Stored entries
____________

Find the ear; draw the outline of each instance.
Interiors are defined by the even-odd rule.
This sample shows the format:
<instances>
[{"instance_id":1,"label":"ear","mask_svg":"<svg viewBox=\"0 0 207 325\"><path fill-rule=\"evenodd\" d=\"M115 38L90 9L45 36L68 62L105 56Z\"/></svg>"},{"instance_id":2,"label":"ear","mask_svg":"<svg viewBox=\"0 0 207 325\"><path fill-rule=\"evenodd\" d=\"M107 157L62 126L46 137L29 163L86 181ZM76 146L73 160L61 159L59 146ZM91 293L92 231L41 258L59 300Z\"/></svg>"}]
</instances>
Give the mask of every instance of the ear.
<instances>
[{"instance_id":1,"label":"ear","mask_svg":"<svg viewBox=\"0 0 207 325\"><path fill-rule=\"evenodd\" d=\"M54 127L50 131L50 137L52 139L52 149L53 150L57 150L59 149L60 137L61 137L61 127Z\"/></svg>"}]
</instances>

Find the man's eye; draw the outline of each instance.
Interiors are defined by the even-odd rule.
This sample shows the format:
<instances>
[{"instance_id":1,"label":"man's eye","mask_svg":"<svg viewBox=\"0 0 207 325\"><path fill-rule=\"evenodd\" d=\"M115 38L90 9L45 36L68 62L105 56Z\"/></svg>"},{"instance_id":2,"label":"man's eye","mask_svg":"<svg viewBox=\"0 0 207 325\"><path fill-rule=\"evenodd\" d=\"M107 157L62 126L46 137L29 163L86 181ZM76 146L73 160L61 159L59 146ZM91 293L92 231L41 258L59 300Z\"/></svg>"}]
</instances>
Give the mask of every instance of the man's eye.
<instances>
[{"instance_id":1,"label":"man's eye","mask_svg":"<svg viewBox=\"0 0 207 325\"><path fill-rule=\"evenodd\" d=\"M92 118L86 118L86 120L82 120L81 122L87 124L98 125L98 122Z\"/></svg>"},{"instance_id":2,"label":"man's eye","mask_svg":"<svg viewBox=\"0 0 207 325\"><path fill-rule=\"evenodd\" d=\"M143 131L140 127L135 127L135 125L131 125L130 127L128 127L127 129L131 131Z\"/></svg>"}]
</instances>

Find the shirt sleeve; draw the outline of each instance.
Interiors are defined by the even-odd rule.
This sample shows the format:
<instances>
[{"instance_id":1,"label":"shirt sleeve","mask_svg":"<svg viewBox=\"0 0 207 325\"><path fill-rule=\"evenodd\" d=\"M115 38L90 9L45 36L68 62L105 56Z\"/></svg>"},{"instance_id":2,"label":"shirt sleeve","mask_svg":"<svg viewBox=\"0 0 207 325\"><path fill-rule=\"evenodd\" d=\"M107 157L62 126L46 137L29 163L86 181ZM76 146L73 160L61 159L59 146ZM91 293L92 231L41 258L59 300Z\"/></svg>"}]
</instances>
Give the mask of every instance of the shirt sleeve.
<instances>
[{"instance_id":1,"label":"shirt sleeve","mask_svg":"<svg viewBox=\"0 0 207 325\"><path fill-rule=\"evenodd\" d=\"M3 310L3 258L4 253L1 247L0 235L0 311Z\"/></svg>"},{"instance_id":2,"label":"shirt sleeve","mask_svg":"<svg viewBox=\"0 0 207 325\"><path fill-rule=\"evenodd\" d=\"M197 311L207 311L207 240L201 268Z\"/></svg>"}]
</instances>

____________

**Exercise aim**
Please repeat the material above, word for word and in full.

**Response to the task**
Find the ear; draw the outline of each instance.
Interiors are defined by the even-odd rule.
This sample shows the format:
<instances>
[{"instance_id":1,"label":"ear","mask_svg":"<svg viewBox=\"0 0 207 325\"><path fill-rule=\"evenodd\" d=\"M115 38L90 9L45 36L68 62L105 56Z\"/></svg>"},{"instance_id":2,"label":"ear","mask_svg":"<svg viewBox=\"0 0 207 325\"><path fill-rule=\"evenodd\" d=\"M107 157L62 126L46 137L29 163L86 181ZM76 146L73 160L61 159L59 146ZM91 293L92 231L41 258L59 300Z\"/></svg>"}]
</instances>
Give the mask of every instance of the ear.
<instances>
[{"instance_id":1,"label":"ear","mask_svg":"<svg viewBox=\"0 0 207 325\"><path fill-rule=\"evenodd\" d=\"M54 127L50 131L50 137L52 139L52 149L53 150L57 150L59 149L60 137L61 137L61 127Z\"/></svg>"}]
</instances>

Find the man's eye; draw the outline of each instance.
Interiors are defined by the even-odd rule.
This sample shows the format:
<instances>
[{"instance_id":1,"label":"man's eye","mask_svg":"<svg viewBox=\"0 0 207 325\"><path fill-rule=\"evenodd\" d=\"M115 38L90 9L45 36L68 62L105 56Z\"/></svg>"},{"instance_id":2,"label":"man's eye","mask_svg":"<svg viewBox=\"0 0 207 325\"><path fill-rule=\"evenodd\" d=\"M107 157L62 126L46 137L29 163L86 181ZM76 146L73 160L61 159L59 146ZM91 293L92 231L41 258L59 300Z\"/></svg>"}]
</instances>
Give the mask of every instance of the man's eye.
<instances>
[{"instance_id":1,"label":"man's eye","mask_svg":"<svg viewBox=\"0 0 207 325\"><path fill-rule=\"evenodd\" d=\"M92 118L86 118L86 120L82 120L81 122L87 124L98 125L98 122Z\"/></svg>"},{"instance_id":2,"label":"man's eye","mask_svg":"<svg viewBox=\"0 0 207 325\"><path fill-rule=\"evenodd\" d=\"M143 131L140 127L135 127L135 125L131 125L130 127L128 127L127 129L131 131Z\"/></svg>"}]
</instances>

Find the shirt sleeve; draw the outline of each instance.
Interiors are defined by the even-odd rule.
This sample shows the format:
<instances>
[{"instance_id":1,"label":"shirt sleeve","mask_svg":"<svg viewBox=\"0 0 207 325\"><path fill-rule=\"evenodd\" d=\"M115 38L90 9L45 36L68 62L105 56Z\"/></svg>"},{"instance_id":2,"label":"shirt sleeve","mask_svg":"<svg viewBox=\"0 0 207 325\"><path fill-rule=\"evenodd\" d=\"M107 157L62 126L46 137L29 163L86 181ZM76 146L73 160L61 159L59 146ZM91 293L92 231L41 258L59 300Z\"/></svg>"}]
</instances>
Give the mask of every instance of the shirt sleeve.
<instances>
[{"instance_id":1,"label":"shirt sleeve","mask_svg":"<svg viewBox=\"0 0 207 325\"><path fill-rule=\"evenodd\" d=\"M3 310L3 258L4 253L1 247L0 235L0 311Z\"/></svg>"},{"instance_id":2,"label":"shirt sleeve","mask_svg":"<svg viewBox=\"0 0 207 325\"><path fill-rule=\"evenodd\" d=\"M197 311L207 311L207 240L201 268Z\"/></svg>"}]
</instances>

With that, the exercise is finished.